:: ENTRIES PROVIDED

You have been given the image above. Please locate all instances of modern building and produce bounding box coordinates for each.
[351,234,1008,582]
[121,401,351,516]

::::
:: ENTRIES PROVIDED

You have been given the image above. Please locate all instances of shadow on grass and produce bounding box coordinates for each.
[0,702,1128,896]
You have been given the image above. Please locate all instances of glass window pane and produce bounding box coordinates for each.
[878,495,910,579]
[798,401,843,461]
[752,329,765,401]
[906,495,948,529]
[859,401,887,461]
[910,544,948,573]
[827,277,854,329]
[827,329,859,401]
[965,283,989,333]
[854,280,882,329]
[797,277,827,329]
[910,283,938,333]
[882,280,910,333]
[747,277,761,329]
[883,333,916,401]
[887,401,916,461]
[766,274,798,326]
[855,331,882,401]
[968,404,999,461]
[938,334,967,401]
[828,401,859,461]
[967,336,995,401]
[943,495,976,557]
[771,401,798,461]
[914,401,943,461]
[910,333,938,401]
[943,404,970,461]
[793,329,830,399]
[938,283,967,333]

::::

◆ **GOAL**: Rewrite the material from the line containing "building and produce bounding box coordinates for each." through the line containing "[121,401,351,516]", replacing "modern building" with "office building" and leaving everything else the same.

◆ **WRITTEN ANSWER**:
You have been given the image above. Please locate all instances of office building and produce bounding box coordinates for each.
[351,234,1008,582]
[121,401,351,516]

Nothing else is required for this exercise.